### WHAT THE EXERCISE ASKS:
Write out the part of the referee report that begins at the words "[Proposed method (description" and stops after "for deficient representations.", keeping every word as it appears.

### EXCERPTED PASSAGE:

------------

Summary. The manuscript introduces a strategy for amortized neural posterior estimation on large observation sets (with shared unknown factors) by training a mean-pool Deep Set encoder exclusively on sets of size at most two to obtain a generalizable representation φ, then freezing φ and finetuning only the inference head on mean-aggregated embeddings (1/N)Σ φ(x_i) computed from large simulated sets. This decouples representation learning from posterior modeling, rendering training cost independent of deployment set size N. The approach is claimed to match or outperform standard baselines across scalar, image, multi-view 3D, molecular, and high-dimensional conditional generation benchmarks with N up to thousands.

Significance. If the central generalization claim holds, the work provides a practical and scalable solution to the memory and compute bottlenecks in set-based amortized inference, enabling applications in domains such as multi-view 3D reconstruction and molecular modeling where large N is common. The decoupling via small-set pretraining and mean-pooling is a simple yet potentially impactful idea that could reduce training costs dramatically while preserving performance, with broad relevance to permutation-invariant models in scientific machine learning.

major comments (2)

[Proposed method (description of encoder training and generalization)] The core assumption that a mean-pool Deep Set encoder trained only on |S| ≤ 2 produces embeddings whose averages remain informative for posterior modeling on large N (with shared factors) is load-bearing for the decoupling claim, yet the theoretical grounding provided does not fully address why pairwise training suffices to capture statistics that become reliable only after averaging many observations. This risks the encoder learning features suboptimal for the large-N regime, as the finetuned head cannot compensate for deficient representations.
[Experiments and benchmarks] In the experimental evaluation, it is unclear whether the reported matching or outperforming of baselines accounts for the fact that standard baselines typically require joint training at full deployment N; without ablations comparing compute and performance when baselines are also given equivalent resources or decoupling, the claim of 'fraction of the compute' is difficult to assess quantitatively.

minor comments (2)

[Abstract and method] Clarify in the abstract and method section the precise procedure for 'pre-aggregated embeddings' and how the finetuning dataset is generated to ensure reproducibility.
[Discussion or limitations] The manuscript would benefit from explicit discussion of potential limitations when shared factors are highly correlated or when the observation model deviates from the mean-pool assumption.

Simulated Author's Rebuttal

2 responses · 0 unresolved

We thank the referee for their thoughtful review, positive assessment of the work's significance, and recommendation for major revision. We address each major comment point by point below, providing clarifications and noting the revisions we will make to strengthen the manuscript.

------------

[Collected data entries]
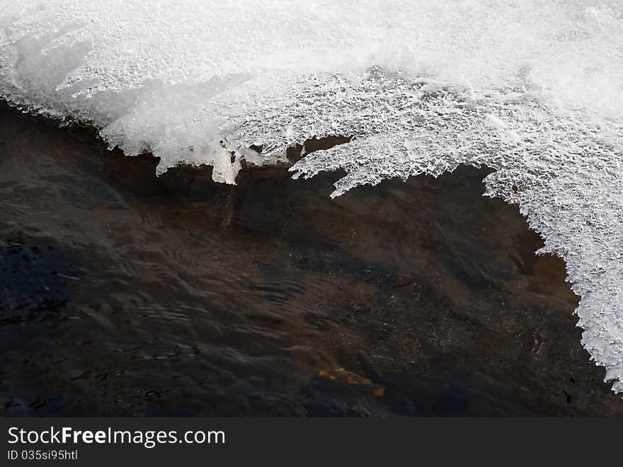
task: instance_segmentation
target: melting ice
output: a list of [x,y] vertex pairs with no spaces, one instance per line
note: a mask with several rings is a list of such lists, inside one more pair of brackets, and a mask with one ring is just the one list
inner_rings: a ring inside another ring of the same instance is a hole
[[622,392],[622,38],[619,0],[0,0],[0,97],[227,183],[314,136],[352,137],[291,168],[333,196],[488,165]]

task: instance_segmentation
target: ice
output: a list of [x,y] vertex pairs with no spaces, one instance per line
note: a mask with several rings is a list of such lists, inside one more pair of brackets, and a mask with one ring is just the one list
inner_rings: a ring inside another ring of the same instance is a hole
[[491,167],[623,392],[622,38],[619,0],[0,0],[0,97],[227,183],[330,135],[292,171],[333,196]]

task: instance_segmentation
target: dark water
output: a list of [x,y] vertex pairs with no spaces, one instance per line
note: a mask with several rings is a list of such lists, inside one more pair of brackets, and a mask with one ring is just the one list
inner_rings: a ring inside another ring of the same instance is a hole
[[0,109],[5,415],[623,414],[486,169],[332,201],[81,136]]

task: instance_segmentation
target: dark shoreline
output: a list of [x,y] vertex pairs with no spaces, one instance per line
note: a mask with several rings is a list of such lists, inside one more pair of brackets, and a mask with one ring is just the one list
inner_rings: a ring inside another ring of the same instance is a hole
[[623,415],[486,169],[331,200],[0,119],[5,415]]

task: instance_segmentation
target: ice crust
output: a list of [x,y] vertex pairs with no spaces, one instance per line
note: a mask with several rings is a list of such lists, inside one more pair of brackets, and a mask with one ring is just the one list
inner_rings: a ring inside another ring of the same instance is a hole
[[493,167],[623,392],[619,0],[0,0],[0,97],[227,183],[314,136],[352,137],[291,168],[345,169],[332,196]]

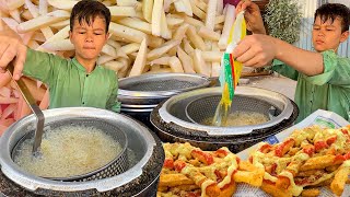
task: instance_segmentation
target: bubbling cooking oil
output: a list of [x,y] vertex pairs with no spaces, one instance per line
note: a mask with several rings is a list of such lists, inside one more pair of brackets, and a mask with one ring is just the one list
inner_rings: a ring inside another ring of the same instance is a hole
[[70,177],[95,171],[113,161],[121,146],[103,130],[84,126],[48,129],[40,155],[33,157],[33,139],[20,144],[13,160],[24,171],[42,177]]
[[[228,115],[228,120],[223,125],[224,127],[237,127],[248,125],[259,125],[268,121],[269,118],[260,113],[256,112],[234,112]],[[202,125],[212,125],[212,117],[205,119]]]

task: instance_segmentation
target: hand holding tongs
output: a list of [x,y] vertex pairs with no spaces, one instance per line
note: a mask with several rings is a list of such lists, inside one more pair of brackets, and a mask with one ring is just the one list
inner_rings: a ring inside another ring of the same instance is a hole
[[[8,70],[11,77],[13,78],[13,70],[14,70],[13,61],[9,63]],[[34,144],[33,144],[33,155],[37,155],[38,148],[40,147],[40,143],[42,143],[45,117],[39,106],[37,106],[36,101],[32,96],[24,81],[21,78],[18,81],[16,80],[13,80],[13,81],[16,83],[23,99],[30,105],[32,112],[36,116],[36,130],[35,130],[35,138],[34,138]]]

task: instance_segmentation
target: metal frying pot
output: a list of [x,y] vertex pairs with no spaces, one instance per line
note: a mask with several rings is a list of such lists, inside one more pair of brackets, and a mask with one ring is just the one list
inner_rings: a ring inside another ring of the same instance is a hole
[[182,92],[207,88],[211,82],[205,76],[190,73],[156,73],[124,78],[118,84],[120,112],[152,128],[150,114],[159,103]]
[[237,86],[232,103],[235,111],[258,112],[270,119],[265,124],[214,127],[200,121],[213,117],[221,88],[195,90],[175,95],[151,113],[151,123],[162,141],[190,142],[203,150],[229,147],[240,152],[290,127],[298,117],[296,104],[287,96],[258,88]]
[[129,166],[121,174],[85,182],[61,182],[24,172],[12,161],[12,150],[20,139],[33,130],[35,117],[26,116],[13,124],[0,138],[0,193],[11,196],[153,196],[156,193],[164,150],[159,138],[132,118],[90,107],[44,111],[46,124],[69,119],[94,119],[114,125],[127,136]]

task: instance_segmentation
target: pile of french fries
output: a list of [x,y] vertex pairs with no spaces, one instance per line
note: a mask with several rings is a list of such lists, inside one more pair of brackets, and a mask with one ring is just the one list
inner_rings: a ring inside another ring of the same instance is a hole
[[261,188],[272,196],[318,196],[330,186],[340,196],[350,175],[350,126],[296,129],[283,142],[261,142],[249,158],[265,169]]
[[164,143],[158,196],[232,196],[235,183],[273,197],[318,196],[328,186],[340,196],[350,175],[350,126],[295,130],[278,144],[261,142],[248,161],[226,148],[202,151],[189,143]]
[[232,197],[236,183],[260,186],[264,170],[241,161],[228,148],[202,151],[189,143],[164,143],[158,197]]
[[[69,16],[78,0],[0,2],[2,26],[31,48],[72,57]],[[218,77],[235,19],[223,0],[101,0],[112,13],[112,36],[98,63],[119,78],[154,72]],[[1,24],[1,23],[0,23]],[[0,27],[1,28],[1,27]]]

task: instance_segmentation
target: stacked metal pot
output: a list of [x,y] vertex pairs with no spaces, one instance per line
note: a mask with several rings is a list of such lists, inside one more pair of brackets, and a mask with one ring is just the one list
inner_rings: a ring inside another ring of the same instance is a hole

------------

### OUTPUT:
[Proposed method (description of encoder training and generalization)] The core assumption that a mean-pool Deep Set encoder trained only on |S| ≤ 2 produces embeddings whose averages remain informative for posterior modeling on large N (with shared factors) is load-bearing for the decoupling claim, yet the theoretical grounding provided does not fully address why pairwise training suffices to capture statistics that become reliable only after averaging many observations. This risks the encoder learning features suboptimal for the large-N regime, as the finetuned head cannot compensate for deficient representations.